-- Records for the task follows --
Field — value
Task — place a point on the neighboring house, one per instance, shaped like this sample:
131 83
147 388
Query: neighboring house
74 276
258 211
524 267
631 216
-- Records for the task concluded --
#### [What is expected]
Line by line, retype all of the records exactly.

#### [Solution]
Field — value
Task — place a point on the neighboring house, one per instance, shaped like this sample:
131 83
147 388
Query: neighboring house
74 276
258 211
524 267
631 216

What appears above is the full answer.